SELECTED PASSAGE:
□ □ □ □ □ □ □
Oct 1, 1988

The Man With the Golden Touch

 

His latest creation is Hat Dance, a high-brow Mexican restaurant that offers a case study of how deeply Melman involves himself in the founding of a new restaurant. The sign over the sidewalk telegraphs that the place must belong to Lettuce. Melman's idea, it reads: "She lifted the fork to her voluptuously sullen lips, allowing the adventure to loll in her mouth for a moment and then. . . . "

The idea for Hat Dance came from John Buchanan, a divisional vice-president and now managing partner of the restaurant, who spent six years trying to convince Melman that Mexican food was more than over-spiced burritos and refried beans. A taste test, done in the Lettuce test kitchen, did the trick.

Melman and Buchanan put together a nine-person team, including two chefs, three artists, an architect, a Mexico City food-writer, and themselves. Melman and four other members of the team went to Mexico for some on-the-scene research; the chefs worked shifts in real Mexican restaurants. One chef noted how similar in spirit Mexican ceviche was to Japanese sashimi, and soon Japan crept into the concept. With Hat Dance, the team was after mood. It set five parameters: everything it did had to be romantic, avant-garde, existential, ancient Mexican, and 5% Japanese.
□ □ □ □ □ □ □
Answer these questions about the article on the Hat Dance restaurant:
1. Who came up with the idea for Hat Dance?
2. How many people made up the team that Melman and Buchanan assembled?
3. What five parameters did the team set for everything it did?
□ □ □ □ □ □ □
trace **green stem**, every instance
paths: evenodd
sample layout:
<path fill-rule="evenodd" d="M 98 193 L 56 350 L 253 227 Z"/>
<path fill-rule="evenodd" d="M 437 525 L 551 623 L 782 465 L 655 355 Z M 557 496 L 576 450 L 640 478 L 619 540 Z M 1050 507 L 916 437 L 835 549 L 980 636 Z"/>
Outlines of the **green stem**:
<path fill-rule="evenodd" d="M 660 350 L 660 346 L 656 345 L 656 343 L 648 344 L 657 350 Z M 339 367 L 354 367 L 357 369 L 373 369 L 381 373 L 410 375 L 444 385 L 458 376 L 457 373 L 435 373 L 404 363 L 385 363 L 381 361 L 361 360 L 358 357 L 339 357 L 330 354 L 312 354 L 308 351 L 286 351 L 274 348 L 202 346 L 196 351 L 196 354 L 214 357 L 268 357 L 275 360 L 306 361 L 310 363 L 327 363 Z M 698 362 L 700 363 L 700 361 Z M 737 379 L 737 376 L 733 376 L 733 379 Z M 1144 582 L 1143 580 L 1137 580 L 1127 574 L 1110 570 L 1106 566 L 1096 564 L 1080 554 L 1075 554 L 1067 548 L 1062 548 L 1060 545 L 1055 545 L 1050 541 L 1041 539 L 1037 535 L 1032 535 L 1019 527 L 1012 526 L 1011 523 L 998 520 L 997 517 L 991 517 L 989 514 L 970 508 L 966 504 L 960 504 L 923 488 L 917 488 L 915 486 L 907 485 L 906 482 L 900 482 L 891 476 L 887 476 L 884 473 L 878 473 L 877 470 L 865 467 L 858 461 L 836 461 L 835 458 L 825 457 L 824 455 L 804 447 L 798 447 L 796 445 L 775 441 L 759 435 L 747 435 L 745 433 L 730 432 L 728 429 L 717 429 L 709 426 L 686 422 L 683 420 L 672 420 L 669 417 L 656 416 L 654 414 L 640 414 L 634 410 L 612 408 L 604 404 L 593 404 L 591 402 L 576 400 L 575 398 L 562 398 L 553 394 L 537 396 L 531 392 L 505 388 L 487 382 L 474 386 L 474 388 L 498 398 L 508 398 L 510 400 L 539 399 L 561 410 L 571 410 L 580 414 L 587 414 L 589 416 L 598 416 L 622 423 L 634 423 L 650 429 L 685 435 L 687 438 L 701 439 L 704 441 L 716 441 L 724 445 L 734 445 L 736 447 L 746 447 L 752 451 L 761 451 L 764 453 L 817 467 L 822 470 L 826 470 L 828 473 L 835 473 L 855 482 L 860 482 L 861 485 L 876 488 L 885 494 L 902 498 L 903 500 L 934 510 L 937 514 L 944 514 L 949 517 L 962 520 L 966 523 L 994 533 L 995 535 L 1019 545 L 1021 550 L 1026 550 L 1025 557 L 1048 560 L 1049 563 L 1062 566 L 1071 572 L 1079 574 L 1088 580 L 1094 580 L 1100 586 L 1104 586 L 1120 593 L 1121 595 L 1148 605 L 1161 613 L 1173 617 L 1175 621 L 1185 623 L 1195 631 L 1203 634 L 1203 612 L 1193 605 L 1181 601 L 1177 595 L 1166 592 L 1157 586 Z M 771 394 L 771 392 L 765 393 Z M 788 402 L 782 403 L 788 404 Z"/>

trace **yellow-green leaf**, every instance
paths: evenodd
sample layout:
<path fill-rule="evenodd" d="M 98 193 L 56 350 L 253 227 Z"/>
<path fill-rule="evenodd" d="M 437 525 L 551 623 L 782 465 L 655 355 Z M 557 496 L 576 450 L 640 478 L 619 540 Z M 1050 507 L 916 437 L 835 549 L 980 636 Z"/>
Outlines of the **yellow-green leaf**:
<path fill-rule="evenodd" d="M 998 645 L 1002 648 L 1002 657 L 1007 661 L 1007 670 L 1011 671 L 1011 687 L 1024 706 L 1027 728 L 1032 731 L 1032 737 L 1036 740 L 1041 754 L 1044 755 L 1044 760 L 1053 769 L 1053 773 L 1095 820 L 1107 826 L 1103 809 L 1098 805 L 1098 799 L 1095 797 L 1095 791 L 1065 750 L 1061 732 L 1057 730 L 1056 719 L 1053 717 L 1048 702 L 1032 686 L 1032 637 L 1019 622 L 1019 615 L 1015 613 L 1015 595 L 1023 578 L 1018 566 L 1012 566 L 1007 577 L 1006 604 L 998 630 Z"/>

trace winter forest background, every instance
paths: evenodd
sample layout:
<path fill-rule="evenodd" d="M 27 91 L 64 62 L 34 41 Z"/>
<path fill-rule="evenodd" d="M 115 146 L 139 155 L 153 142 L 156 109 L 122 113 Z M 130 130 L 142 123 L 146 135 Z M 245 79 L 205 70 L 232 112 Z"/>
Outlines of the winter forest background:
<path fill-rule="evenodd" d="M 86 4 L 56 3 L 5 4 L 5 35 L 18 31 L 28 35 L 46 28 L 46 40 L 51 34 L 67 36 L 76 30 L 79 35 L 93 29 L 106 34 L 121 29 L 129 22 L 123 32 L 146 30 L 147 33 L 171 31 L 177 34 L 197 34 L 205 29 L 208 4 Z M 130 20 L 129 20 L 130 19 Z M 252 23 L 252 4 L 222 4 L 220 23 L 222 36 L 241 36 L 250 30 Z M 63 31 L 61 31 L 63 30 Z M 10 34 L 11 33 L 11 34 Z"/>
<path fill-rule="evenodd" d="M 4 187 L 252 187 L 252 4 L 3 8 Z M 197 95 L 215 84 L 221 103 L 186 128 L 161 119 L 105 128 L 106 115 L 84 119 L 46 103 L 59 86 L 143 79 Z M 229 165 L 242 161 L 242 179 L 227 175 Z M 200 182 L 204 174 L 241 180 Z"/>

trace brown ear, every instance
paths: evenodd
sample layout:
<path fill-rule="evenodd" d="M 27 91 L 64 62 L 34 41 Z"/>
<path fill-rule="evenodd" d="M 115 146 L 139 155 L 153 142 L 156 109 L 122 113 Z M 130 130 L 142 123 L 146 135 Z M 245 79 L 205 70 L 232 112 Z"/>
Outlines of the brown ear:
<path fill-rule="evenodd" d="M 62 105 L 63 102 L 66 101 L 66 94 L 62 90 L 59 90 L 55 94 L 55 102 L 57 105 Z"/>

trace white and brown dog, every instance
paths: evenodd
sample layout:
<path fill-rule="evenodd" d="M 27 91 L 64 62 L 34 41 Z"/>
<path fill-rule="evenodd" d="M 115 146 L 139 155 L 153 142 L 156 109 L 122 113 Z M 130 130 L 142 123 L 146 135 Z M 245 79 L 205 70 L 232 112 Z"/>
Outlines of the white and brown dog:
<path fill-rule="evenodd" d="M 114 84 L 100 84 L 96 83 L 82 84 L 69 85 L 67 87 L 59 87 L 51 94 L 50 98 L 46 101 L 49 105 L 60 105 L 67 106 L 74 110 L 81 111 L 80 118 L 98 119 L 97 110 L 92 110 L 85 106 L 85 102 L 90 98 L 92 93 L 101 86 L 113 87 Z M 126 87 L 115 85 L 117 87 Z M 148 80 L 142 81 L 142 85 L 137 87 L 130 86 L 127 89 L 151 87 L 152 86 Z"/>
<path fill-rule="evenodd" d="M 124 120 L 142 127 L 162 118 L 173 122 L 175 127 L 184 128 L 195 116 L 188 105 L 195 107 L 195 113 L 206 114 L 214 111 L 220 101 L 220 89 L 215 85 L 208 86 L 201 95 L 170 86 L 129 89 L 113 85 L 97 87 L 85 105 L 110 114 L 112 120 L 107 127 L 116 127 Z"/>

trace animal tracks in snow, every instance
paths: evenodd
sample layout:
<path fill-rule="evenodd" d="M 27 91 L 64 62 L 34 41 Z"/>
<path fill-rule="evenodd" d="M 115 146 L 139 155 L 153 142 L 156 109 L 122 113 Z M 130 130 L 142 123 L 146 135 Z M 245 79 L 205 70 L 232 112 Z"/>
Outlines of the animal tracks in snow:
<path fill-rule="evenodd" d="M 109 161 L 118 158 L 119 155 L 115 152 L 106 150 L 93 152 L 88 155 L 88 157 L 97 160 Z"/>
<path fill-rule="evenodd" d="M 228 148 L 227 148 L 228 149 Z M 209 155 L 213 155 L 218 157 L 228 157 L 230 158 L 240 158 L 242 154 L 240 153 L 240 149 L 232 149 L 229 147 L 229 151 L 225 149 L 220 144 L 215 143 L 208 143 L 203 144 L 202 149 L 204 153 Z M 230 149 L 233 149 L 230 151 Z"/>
□ □ □ □ □ □ □
YOUR SOLUTION:
1. John Buchanan
2. Nine
3. Romantic, avant-garde, existential, ancient Mexican, and 5% Japanese